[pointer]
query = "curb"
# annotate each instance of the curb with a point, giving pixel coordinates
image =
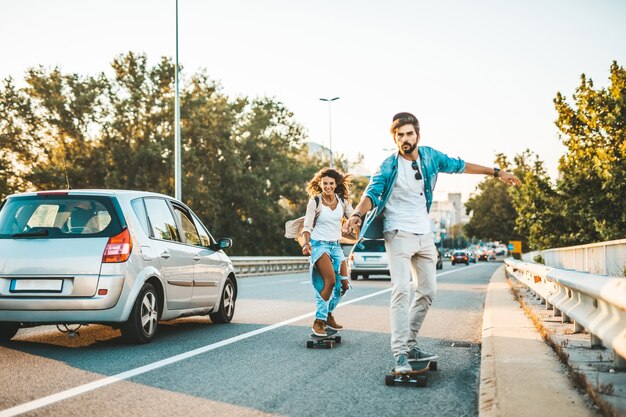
(520, 375)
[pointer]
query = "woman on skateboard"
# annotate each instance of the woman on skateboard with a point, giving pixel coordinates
(328, 205)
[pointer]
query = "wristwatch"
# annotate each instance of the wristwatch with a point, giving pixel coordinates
(359, 215)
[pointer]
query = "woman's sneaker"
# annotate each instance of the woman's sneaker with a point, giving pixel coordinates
(402, 364)
(319, 328)
(416, 354)
(345, 286)
(330, 322)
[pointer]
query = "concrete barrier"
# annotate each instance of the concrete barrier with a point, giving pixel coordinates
(596, 303)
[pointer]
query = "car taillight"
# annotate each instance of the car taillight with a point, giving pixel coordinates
(118, 248)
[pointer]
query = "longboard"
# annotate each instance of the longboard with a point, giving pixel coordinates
(327, 341)
(416, 377)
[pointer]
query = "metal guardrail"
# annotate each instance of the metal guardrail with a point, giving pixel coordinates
(247, 266)
(594, 302)
(607, 258)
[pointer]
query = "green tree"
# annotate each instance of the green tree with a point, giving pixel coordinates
(492, 212)
(593, 170)
(245, 164)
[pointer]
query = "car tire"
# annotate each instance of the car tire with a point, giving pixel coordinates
(8, 330)
(144, 318)
(226, 310)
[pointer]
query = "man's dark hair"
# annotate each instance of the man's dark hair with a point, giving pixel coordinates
(402, 119)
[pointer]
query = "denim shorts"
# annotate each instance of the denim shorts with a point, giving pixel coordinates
(332, 248)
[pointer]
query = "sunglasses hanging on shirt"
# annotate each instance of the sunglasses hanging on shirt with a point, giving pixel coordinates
(418, 174)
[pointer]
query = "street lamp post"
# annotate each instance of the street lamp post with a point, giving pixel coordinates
(330, 131)
(177, 157)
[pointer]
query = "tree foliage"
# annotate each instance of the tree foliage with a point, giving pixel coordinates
(245, 162)
(492, 212)
(593, 170)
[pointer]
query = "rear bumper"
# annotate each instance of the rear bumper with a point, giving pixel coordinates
(42, 309)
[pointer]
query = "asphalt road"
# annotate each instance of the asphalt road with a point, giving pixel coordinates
(258, 364)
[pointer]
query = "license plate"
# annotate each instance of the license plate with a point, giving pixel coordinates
(36, 285)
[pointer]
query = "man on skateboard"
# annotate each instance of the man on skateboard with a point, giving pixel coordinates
(399, 196)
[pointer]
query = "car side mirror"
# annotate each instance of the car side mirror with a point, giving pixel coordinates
(224, 243)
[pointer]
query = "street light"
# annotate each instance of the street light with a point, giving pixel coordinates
(330, 131)
(177, 157)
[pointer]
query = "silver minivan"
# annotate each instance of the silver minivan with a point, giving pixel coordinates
(121, 258)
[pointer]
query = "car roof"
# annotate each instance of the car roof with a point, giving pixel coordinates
(98, 192)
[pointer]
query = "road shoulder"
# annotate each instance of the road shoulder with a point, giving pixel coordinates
(520, 375)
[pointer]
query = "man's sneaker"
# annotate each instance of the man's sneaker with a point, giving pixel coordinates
(319, 328)
(330, 322)
(402, 364)
(416, 354)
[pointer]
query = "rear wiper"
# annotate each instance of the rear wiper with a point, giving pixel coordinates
(34, 232)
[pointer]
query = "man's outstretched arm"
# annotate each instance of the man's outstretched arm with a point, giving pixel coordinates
(504, 176)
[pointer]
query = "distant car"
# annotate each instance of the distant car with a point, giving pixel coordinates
(439, 260)
(367, 258)
(126, 259)
(459, 257)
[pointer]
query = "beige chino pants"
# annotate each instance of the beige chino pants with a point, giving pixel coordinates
(412, 258)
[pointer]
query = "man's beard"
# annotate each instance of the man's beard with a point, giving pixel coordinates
(408, 151)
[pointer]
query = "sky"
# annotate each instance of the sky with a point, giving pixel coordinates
(480, 75)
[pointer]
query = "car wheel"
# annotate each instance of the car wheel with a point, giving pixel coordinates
(226, 311)
(144, 318)
(8, 330)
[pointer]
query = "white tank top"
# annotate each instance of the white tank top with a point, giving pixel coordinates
(328, 223)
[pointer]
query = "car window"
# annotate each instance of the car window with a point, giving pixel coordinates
(370, 246)
(190, 234)
(58, 217)
(205, 236)
(140, 211)
(161, 219)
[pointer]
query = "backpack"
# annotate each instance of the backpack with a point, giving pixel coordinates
(293, 228)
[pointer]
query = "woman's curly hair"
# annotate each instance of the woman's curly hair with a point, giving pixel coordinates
(342, 180)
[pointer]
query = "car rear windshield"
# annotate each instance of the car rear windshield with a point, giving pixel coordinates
(370, 246)
(58, 216)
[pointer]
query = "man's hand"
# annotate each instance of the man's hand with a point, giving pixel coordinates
(352, 225)
(508, 178)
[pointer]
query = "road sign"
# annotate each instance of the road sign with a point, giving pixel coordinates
(515, 246)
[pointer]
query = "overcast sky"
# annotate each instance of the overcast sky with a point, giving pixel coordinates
(479, 75)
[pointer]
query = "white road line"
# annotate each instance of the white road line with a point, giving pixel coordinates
(81, 389)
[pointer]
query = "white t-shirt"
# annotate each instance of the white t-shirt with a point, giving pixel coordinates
(406, 208)
(328, 223)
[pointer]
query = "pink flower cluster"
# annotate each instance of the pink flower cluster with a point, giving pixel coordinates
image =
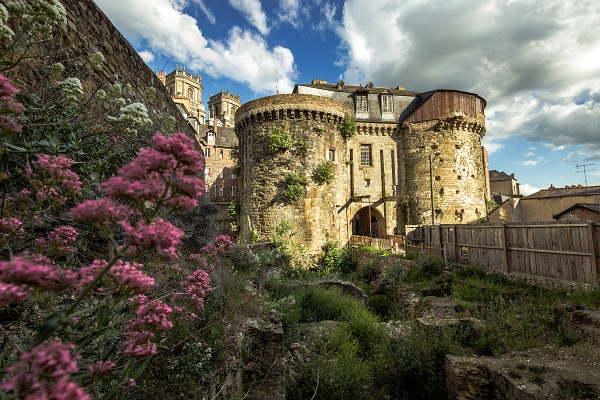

──────────

DIRECTIVE >> Pull out every line from the rows above that contains the string "taillight".

ANSWER TO THIS PROBLEM >>
query = "car taillight"
# annotate each instance of the car taillight with a point, giving pixel coordinates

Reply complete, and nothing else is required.